Retype the full set of records. Keep every character identical.
[start of Given records]
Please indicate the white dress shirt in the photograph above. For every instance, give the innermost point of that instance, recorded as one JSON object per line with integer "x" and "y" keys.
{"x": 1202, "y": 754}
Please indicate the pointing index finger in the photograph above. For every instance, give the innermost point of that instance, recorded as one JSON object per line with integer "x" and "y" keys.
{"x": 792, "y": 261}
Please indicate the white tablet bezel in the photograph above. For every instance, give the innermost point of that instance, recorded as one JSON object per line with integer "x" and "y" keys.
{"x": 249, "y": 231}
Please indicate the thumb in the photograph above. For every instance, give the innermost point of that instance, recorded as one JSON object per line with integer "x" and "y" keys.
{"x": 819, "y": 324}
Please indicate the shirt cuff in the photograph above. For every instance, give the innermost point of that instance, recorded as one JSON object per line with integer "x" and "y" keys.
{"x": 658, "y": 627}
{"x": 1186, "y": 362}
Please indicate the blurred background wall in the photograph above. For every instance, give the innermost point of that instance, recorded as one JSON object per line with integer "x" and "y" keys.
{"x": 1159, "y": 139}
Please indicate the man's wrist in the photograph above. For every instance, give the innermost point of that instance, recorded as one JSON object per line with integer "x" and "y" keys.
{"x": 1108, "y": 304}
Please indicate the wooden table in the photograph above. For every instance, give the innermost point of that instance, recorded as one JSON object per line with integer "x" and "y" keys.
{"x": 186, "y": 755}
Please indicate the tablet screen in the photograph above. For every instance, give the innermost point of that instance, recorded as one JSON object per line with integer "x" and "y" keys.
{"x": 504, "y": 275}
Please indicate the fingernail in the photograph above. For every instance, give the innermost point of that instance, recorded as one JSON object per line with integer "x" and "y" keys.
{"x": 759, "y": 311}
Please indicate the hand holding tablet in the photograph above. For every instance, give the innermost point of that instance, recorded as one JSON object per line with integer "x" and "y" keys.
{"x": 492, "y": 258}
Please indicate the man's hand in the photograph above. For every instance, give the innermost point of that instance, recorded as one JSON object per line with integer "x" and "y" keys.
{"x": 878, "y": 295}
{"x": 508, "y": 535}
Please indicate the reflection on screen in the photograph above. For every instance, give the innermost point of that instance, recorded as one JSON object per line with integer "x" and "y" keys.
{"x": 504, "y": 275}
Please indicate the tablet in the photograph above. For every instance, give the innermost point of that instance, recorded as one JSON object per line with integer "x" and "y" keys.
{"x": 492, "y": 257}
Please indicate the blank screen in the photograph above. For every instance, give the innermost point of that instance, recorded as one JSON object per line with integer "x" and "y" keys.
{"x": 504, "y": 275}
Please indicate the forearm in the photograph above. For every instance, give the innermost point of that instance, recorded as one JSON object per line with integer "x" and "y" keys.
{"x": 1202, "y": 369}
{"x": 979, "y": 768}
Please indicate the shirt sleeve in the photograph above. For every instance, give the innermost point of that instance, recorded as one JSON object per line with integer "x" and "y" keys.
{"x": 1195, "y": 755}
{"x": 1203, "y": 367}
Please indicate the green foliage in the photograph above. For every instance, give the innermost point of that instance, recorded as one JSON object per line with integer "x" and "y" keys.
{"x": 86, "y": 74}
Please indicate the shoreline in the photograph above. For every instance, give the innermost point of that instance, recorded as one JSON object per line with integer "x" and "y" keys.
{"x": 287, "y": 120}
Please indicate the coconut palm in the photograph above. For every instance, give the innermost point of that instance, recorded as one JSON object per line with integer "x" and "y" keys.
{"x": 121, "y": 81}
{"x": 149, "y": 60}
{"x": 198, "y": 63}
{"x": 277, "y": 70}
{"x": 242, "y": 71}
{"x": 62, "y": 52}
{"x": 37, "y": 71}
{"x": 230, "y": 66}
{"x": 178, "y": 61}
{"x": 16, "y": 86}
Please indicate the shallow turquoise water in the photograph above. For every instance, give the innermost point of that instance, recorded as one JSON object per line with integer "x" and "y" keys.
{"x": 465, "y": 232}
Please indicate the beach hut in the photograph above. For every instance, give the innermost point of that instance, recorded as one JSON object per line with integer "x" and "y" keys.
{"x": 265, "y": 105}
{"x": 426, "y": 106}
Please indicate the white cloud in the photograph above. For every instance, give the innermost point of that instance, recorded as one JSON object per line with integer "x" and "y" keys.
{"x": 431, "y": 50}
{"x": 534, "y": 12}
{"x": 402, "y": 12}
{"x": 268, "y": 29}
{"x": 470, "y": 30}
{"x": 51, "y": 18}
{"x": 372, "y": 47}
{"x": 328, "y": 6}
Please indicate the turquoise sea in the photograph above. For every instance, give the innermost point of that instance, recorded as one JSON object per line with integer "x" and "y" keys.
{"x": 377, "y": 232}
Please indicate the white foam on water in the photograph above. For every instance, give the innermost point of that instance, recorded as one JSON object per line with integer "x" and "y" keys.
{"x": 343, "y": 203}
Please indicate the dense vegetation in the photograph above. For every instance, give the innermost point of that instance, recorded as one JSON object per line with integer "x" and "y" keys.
[end of Given records]
Problem solution:
Please indicate the white dress shirt in the photograph above. For every instance, give the innermost point of that instance, recorded as one JSON object per line with integer "x" and "y" keys.
{"x": 1202, "y": 754}
Please indicate the pointing index finger in the photograph above. For every instance, give the innermost point of that instance, recorded as one JSON object per line with integer "x" and "y" keys.
{"x": 792, "y": 261}
Please indicate the white tablet bezel in the photograph above. For every instance, give the innermost point of that instance, recorded as one JSON object per line with integer "x" and "y" keys.
{"x": 249, "y": 231}
Please indicate the thumb in the photograph above. For every instance, give the innermost point of that instance, recorded as one JSON object per line with integer "x" and "y" keys.
{"x": 819, "y": 324}
Please indicate the shirt cuff in the photograph above. For every instance, give the innermost point of that instance, recorded as one JSON object per line with integer "x" and "y" keys.
{"x": 658, "y": 627}
{"x": 1186, "y": 362}
Please indicate the blurred background wall in the photograph above. For every instance, give the innermost point of that instance, recorded as one JSON object per line with integer "x" and "y" keys.
{"x": 1159, "y": 139}
Please indicate the man's wrist in the photograph above. For every instance, give the innermost point of that instance, recorded as one JSON object per line with integer "x" and "y" keys.
{"x": 1108, "y": 304}
Please indicate the wooden table in the photograph above. For every instance, give the innermost point of that instance, recorded as one JSON object per line with integer "x" and "y" keys.
{"x": 186, "y": 755}
Please indicate the tablet screen in the photograph above. For every instance, give the innermost point of that instance, recorded as one JSON object per line with integer "x" and "y" keys.
{"x": 504, "y": 275}
Please indicate the fingernail in the photograph above. For every instance, give the innermost point of that instance, recorded as one JSON object per line with integer "x" and "y" keys.
{"x": 759, "y": 311}
Please indicate the hand holding tablet in the photograph above. For every instance, give the innermost point of that instance, recorded as one JSON object per line with integer "x" and "y" keys.
{"x": 492, "y": 258}
Please indicate the man's hand in the photograph above. For every instance, give the innermost point of that instance, recorded as one JSON object per line with integer "x" and "y" keys.
{"x": 878, "y": 295}
{"x": 508, "y": 535}
Please indicate the reflection on screen in the photograph above. For every instance, give the innermost point of that instance, recorded as one JSON object per line with integer "x" and "y" keys.
{"x": 504, "y": 275}
Please indicate the tablet in the photograph above. For every instance, give the innermost point of that instance, recorded as one JSON object per line with integer "x" and "y" keys.
{"x": 492, "y": 257}
Please indicate the blank screen in the photograph above. For every instance, give the innermost point of that instance, recorded as one JSON object per line with integer "x" and "y" keys.
{"x": 504, "y": 275}
Please indicate the forearm in the photograph above. For every instance, give the innermost point of that instance, recorded as one JSON object per line with integer "x" and "y" keys.
{"x": 1202, "y": 369}
{"x": 979, "y": 768}
Please indicate the shirt sleeve in the photograph above. For every instance, give the innermost point of that instance, recorded as one JSON object per line with integer "x" and "y" keys.
{"x": 1195, "y": 755}
{"x": 1203, "y": 367}
Please indicate the green foliage in the photograph above. For every instance, give the innermost point of that instance, recorded as one JSON object per line with integer "x" and "y" keys.
{"x": 86, "y": 74}
Please indicate the shoreline in the photograph above. For every instance, give the innermost point of that instance, recorded as one JSON object per line with integer "x" and "y" keys.
{"x": 287, "y": 120}
Please indicate the coconut palm in the photograph above. For every instance, give the innermost point of that instance, recorded as one JSON object per line with integer "x" and "y" keys.
{"x": 121, "y": 81}
{"x": 149, "y": 60}
{"x": 198, "y": 63}
{"x": 277, "y": 70}
{"x": 242, "y": 71}
{"x": 62, "y": 52}
{"x": 37, "y": 71}
{"x": 230, "y": 66}
{"x": 178, "y": 61}
{"x": 16, "y": 86}
Please indicate the shallow turquoise water in the photograph above. For every instance, give the innermost point of that instance, recorded as one JSON object per line with integer "x" and "y" keys.
{"x": 465, "y": 232}
Please indicate the beach hut in the photograph above. For every instance, give the innermost point of that instance, recorded as one JSON object per line with integer "x" and "y" keys.
{"x": 265, "y": 105}
{"x": 426, "y": 106}
Please indicate the white cloud in the photograph above. For every instance, give the innermost point of that instance, recorded as one JSON object per line with integer "x" and "y" keys.
{"x": 431, "y": 50}
{"x": 534, "y": 12}
{"x": 402, "y": 12}
{"x": 268, "y": 29}
{"x": 470, "y": 30}
{"x": 51, "y": 18}
{"x": 372, "y": 47}
{"x": 328, "y": 6}
Please indicate the turquoise sea in the photograph above. For every instance, give the innermost point of that instance, recorded as one JSON object per line with integer "x" and "y" keys.
{"x": 377, "y": 232}
Please indicate the white foam on water in the photograph above. For every instance, give the innermost point of that instance, recorded as one JSON object per line with integer "x" and "y" keys.
{"x": 343, "y": 203}
Please indicate the dense vegetation in the photograph above. For every instance, give the innermost point of that instance, recorded as one JSON object per line with integer "x" and "y" keys.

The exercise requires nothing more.